Teks Kutipan

::::::::::

Cari Blog Ini

Jumat, 12 Agustus 2011

Perubahan dalam Apa Adanya

Banyak orang memiliki hasrat untuk berubah, namun  tidak mendapati perubahan yang radikal. Mengapa demikian?

Beginilah cara kebanyakan orang berubah. Ada kenyataan lama yang ingin kita ubah, lalu kita berjuang melawannya atau mewujudkan kenyataan baru sebagai kebalikannya. Ada ide atau nilai luhur, lalu kita berjuang mewujudkan nilai luhur tersebut. Proses ini berjalan begitu rumit, lama, bertahap, bertele-tele. Meski demikian, jurang antara ide dan kenyataan tetap tak terjembatani. Perubahan yang dihasilkan tidak mendasar. 

Sebagai contoh,  kemarahan. Aku tahu, aku pemarah. Lalu muncul niat menjadi penyabar. Aku bergulat mengalahkan kecenderungan marah, atau aku berjuang menjadi penyabar. Nilai kesabaran aku latihkan setiap hari. Tetapi, aku mendapati perubahan itu hanya sedikit sekali.

::::::::::

(Data terekam)
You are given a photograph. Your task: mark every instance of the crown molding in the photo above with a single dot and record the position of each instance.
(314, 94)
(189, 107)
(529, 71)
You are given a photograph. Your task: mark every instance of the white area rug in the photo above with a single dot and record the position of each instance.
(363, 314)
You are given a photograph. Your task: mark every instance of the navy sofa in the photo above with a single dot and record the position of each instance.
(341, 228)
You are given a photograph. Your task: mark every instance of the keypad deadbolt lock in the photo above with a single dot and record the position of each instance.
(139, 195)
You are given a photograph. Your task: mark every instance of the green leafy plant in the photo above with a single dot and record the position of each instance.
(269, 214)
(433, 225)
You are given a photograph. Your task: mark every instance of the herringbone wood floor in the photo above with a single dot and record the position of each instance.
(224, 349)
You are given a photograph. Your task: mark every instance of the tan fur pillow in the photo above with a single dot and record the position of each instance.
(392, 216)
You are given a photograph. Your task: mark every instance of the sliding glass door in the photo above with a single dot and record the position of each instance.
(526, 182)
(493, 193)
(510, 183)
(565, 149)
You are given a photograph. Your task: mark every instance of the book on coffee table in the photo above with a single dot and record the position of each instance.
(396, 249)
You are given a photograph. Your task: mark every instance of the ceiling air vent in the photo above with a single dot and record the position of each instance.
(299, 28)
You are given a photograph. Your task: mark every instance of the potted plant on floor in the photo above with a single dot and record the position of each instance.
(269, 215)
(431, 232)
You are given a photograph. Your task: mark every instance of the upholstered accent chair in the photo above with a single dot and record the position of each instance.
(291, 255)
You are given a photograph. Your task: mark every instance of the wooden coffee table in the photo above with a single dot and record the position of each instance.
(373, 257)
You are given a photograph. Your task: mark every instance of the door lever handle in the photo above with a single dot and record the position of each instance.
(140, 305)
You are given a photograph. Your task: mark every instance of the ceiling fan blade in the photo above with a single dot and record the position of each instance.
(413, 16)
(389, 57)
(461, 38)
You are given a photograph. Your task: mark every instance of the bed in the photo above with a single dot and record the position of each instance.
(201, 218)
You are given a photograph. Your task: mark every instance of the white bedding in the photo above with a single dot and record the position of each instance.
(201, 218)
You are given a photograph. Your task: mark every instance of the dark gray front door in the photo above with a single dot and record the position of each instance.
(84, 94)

::::::::::

Petunjuk Latihan
Ulangi kata demi kata bagian teks kutipan yang dimulai dengan "Jumat, 12 Agustus" dan berlanjut sampai "radikal. Mengapa demikian?". Jadikan teks kutipan satu-satunya acuan.

Jawaban Latihan
Jumat, 12 Agustus 2011

Perubahan dalam Apa Adanya

Banyak orang memiliki hasrat untuk berubah, namun  tidak mendapati perubahan yang radikal. Mengapa demikian?